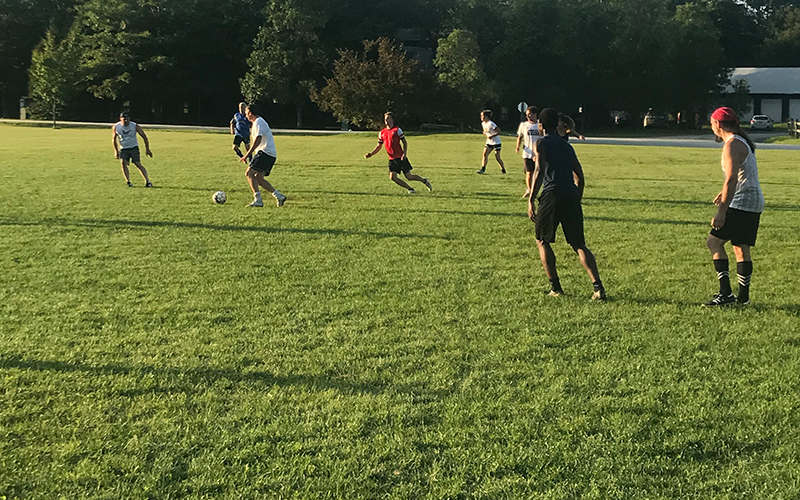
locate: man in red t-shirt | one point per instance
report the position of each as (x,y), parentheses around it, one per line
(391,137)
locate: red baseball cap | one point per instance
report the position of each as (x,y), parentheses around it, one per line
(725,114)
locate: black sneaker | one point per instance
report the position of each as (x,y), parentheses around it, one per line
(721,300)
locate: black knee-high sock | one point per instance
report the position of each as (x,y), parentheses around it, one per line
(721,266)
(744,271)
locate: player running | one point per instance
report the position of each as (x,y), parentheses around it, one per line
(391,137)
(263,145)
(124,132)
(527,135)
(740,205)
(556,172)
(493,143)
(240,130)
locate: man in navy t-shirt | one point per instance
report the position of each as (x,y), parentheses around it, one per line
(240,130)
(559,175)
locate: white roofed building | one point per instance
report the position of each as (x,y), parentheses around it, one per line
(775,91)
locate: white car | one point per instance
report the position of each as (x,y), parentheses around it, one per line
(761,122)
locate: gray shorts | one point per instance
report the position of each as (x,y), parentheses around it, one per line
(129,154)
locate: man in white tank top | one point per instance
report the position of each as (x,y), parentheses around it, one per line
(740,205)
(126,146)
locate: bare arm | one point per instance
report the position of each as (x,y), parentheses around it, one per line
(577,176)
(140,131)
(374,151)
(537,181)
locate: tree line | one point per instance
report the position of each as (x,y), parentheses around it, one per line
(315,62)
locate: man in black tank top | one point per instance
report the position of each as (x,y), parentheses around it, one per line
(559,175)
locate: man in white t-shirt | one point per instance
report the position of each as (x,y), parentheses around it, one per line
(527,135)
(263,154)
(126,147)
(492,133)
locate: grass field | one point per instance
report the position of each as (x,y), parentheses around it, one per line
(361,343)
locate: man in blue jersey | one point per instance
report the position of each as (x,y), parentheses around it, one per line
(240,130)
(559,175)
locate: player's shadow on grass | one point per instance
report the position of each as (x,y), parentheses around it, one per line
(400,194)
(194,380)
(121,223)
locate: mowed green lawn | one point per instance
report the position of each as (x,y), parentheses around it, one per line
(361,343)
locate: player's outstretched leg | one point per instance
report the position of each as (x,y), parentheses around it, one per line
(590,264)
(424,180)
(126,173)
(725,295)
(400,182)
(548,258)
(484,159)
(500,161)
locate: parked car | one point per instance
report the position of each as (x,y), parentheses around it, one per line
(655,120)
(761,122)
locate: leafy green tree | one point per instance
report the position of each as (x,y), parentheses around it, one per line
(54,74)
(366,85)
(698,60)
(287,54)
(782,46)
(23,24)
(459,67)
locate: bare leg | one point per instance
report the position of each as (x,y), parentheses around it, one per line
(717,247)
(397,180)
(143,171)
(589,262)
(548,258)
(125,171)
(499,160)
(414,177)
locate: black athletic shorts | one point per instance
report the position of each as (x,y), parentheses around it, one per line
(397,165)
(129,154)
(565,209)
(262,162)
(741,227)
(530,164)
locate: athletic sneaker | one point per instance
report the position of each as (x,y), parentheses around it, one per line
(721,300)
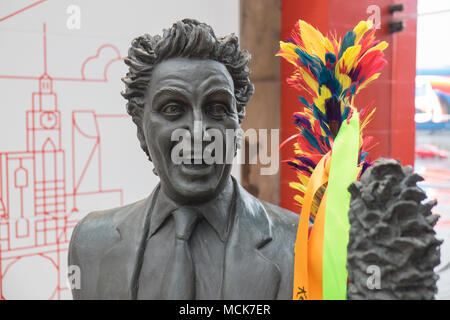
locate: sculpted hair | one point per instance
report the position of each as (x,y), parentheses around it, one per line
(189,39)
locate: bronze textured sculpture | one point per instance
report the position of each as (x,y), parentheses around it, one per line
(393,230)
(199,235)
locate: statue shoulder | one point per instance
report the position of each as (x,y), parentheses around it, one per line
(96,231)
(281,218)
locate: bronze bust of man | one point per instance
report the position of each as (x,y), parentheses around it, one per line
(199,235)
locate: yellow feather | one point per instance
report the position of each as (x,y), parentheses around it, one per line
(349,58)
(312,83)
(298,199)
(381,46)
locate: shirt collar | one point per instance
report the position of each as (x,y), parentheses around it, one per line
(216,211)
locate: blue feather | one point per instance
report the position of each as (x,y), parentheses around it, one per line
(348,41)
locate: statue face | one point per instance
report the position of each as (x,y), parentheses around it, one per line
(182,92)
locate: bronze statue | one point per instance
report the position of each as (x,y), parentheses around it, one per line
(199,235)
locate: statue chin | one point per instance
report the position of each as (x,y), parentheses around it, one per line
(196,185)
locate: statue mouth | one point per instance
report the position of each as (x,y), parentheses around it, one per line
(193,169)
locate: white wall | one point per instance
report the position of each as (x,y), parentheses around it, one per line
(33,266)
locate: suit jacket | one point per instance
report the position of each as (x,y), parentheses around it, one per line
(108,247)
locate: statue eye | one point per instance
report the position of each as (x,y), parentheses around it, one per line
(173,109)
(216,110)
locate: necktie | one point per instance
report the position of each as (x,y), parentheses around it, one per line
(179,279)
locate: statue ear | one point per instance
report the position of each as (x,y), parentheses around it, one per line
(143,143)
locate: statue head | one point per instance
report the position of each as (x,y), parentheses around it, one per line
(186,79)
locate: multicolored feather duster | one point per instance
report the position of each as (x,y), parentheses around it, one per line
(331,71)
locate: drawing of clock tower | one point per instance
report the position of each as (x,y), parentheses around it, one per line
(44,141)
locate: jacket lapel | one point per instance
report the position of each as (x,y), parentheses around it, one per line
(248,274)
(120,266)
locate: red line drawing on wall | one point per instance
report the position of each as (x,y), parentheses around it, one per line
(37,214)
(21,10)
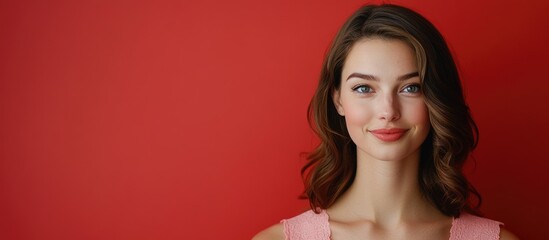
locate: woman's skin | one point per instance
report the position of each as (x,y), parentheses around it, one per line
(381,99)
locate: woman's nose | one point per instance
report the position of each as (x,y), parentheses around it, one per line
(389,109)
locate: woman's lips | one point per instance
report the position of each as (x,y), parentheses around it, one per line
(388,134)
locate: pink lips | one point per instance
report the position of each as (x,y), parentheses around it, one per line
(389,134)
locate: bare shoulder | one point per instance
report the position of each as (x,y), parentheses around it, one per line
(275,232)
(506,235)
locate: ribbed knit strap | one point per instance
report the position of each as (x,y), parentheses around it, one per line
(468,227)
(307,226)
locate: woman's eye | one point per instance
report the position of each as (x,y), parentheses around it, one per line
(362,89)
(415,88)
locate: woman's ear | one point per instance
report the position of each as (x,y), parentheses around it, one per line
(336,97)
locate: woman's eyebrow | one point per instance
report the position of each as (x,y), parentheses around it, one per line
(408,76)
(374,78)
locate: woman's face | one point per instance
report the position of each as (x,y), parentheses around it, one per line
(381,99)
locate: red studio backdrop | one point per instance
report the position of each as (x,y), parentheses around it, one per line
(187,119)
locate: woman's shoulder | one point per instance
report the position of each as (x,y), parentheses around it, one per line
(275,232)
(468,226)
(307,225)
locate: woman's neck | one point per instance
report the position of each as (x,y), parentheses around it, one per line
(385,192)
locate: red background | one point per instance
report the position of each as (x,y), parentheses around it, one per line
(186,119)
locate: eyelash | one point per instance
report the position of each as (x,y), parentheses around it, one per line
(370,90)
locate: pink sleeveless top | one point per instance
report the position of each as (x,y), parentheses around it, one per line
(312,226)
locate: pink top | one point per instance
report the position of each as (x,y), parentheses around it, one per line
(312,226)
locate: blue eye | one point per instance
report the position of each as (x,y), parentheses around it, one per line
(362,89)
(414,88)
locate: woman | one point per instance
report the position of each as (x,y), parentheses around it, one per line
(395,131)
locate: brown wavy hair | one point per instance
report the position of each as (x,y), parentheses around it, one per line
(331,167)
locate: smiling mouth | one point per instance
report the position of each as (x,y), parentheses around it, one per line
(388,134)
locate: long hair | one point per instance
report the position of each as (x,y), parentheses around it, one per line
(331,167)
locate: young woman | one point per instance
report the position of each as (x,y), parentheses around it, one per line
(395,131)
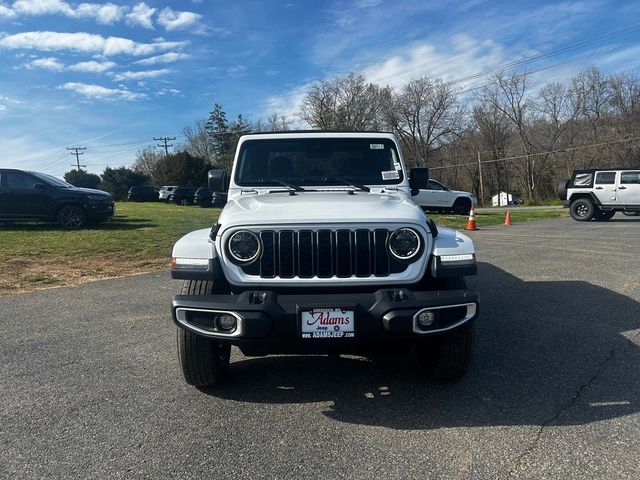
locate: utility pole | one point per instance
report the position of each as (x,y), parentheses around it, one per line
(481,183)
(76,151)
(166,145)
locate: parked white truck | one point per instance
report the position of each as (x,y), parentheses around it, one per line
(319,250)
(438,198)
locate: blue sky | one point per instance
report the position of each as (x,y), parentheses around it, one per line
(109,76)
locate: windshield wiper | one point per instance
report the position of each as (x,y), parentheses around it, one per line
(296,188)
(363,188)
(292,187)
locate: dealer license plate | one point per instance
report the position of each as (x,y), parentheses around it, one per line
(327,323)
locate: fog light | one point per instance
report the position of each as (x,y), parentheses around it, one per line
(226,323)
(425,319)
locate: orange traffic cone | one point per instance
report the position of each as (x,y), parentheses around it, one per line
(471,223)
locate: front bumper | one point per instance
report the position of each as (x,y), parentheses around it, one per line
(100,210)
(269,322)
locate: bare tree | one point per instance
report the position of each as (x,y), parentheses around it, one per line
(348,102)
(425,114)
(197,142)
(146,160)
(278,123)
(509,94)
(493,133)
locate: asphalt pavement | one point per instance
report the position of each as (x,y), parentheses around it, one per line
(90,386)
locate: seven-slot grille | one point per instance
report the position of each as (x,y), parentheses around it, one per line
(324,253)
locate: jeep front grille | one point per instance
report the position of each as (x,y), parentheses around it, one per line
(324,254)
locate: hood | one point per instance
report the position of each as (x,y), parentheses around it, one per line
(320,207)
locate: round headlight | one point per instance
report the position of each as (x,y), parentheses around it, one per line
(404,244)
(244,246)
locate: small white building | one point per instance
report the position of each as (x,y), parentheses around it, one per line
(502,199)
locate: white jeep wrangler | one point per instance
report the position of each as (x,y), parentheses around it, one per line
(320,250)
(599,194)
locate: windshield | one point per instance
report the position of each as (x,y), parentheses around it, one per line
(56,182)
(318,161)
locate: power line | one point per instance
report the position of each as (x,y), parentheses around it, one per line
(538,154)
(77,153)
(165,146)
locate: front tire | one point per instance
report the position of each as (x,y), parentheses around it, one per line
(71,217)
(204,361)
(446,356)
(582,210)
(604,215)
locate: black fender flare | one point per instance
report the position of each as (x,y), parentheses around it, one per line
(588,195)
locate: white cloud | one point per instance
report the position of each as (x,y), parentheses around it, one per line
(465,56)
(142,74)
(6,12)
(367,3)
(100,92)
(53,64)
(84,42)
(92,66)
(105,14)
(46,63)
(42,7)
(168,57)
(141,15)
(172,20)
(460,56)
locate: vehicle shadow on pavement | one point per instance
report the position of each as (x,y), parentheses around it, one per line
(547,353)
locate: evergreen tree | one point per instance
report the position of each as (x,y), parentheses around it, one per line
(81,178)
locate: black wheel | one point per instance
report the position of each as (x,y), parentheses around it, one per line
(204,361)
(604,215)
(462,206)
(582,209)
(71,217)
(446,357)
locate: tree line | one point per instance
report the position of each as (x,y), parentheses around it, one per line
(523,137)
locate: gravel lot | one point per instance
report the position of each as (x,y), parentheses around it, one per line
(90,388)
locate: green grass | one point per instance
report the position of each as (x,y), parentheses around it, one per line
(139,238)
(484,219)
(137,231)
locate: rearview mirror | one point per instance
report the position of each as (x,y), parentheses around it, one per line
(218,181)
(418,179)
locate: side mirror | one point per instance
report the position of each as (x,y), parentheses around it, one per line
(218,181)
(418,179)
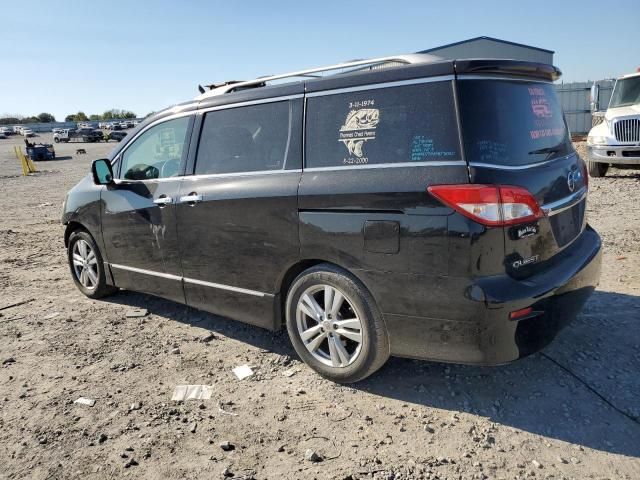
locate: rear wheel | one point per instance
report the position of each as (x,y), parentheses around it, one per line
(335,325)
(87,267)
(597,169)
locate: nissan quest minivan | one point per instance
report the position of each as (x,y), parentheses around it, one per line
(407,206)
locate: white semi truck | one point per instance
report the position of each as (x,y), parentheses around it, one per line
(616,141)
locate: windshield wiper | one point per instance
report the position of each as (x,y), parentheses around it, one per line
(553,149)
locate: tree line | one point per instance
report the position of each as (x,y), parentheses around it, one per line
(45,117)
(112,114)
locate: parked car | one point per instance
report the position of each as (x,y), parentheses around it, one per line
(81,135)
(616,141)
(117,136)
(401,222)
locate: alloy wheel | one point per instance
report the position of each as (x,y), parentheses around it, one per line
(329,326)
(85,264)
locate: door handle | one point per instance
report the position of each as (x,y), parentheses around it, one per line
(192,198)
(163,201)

_ _ _

= WHAT IS EXPECTED =
Copy each line in the entries above where the word "building" shows up.

= YOUR SOLUTION =
locate: white roofed building | one point per instance
locate: small white building | one point per instance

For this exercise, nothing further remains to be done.